● Set task: Collect each line below that contains the string "concrete", with uppercase and lowercase letters matching.

━━━━━━━━━━━━━━━━

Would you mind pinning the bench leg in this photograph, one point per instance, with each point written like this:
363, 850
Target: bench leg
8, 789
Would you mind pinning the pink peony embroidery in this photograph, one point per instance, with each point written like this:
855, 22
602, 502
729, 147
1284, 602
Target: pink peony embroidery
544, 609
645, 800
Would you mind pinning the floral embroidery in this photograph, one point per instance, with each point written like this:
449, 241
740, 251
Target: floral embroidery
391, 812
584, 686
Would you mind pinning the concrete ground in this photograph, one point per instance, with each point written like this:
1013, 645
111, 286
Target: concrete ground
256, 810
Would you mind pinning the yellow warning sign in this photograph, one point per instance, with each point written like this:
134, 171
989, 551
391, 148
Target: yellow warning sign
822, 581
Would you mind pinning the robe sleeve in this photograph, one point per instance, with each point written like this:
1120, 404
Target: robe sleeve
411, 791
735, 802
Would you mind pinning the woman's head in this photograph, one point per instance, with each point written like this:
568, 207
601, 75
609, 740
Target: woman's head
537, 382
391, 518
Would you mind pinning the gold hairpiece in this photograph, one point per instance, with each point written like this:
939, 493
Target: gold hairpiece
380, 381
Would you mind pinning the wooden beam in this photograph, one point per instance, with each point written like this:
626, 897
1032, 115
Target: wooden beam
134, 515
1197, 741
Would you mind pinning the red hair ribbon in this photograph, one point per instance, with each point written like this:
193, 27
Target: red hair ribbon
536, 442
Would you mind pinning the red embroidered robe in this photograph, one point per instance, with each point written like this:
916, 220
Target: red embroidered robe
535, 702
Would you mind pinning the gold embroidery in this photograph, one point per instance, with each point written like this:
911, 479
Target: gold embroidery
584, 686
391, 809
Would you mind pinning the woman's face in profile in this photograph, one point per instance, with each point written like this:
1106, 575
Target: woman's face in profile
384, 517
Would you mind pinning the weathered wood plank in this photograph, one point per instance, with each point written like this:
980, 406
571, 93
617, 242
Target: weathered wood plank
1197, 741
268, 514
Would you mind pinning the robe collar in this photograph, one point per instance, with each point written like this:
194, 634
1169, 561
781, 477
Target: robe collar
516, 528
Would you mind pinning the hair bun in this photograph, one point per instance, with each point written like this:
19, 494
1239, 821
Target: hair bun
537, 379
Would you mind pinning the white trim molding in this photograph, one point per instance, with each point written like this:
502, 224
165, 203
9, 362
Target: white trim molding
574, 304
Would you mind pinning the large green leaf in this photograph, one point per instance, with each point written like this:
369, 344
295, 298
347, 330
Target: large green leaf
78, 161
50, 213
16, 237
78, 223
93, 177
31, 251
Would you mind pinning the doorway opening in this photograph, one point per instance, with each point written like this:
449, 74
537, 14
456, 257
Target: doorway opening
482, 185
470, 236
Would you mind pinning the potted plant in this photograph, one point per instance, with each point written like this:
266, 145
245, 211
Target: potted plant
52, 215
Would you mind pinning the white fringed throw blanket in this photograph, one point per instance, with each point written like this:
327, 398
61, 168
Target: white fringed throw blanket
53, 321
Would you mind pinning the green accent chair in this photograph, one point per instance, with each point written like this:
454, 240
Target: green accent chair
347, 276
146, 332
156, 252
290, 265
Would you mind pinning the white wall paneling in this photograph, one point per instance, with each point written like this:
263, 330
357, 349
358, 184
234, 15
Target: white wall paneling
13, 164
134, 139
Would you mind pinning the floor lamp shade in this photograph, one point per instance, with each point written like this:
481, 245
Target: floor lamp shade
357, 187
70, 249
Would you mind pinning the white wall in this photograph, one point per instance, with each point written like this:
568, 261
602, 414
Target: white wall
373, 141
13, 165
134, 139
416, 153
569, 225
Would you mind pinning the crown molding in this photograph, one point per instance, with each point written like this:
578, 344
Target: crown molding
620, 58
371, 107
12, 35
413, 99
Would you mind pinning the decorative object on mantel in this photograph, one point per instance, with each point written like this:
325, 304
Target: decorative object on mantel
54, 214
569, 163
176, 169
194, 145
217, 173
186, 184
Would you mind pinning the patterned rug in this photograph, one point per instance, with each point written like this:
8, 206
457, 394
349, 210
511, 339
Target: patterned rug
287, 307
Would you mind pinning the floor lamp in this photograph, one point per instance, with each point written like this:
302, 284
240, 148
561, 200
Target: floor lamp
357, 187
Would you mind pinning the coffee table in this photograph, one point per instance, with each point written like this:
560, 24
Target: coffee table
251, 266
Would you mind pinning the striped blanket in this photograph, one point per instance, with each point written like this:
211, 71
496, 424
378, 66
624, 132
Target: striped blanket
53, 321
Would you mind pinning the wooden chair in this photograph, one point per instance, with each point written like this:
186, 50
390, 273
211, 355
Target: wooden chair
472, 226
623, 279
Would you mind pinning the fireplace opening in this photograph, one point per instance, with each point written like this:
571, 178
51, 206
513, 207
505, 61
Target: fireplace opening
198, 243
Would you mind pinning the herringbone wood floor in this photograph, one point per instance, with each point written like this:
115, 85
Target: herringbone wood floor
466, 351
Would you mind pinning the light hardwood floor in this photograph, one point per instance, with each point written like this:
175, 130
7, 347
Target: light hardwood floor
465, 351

━━━━━━━━━━━━━━━━

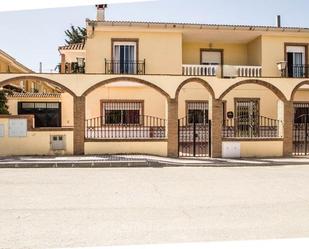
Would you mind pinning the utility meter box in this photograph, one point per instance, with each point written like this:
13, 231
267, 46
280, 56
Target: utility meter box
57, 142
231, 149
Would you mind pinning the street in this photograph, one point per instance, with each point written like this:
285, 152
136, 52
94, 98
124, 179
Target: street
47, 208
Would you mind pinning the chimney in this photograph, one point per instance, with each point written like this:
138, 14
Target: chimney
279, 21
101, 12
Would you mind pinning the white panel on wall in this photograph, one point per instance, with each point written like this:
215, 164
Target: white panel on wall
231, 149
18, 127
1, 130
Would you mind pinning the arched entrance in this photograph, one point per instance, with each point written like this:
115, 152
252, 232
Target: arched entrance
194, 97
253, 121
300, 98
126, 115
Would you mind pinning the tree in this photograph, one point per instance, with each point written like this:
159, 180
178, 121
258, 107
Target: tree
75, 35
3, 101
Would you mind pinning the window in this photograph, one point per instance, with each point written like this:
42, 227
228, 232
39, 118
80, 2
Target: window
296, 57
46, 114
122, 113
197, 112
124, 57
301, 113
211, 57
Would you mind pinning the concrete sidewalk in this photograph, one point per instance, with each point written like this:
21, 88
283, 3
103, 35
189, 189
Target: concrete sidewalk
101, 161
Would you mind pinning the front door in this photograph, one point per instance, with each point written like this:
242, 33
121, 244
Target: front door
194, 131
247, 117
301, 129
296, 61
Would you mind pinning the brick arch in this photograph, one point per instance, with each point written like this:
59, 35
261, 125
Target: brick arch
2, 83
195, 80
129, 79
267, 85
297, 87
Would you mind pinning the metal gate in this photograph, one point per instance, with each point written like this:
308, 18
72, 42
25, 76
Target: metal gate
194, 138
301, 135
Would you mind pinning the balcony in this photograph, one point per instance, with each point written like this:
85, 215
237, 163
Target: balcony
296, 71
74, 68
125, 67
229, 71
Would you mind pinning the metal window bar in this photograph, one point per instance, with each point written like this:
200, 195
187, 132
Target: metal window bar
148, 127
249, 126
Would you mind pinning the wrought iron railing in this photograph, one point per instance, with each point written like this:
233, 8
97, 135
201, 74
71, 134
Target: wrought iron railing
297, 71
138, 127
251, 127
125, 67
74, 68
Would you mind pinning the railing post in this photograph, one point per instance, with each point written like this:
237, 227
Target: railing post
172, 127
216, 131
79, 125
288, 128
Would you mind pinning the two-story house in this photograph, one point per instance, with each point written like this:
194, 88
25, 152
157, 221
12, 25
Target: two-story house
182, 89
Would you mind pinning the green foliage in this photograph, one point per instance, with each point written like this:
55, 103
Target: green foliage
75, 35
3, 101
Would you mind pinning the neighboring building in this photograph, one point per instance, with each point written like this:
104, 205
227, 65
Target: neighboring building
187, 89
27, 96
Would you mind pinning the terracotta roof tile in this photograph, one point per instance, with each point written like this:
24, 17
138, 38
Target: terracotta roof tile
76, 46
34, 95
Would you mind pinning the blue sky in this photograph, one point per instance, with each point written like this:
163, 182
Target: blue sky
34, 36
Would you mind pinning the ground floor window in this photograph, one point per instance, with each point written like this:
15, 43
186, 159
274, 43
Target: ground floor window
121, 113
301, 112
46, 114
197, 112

━━━━━━━━━━━━━━━━

● Final answer:
Would you mind pinning the concrete ground in this photograph, one point per instance, with each point written like this:
Target: concrete ground
Would you mind pinning the concrete sidewalk in this photograph, one point per instance, with each point written like this:
Target: concrete sidewalk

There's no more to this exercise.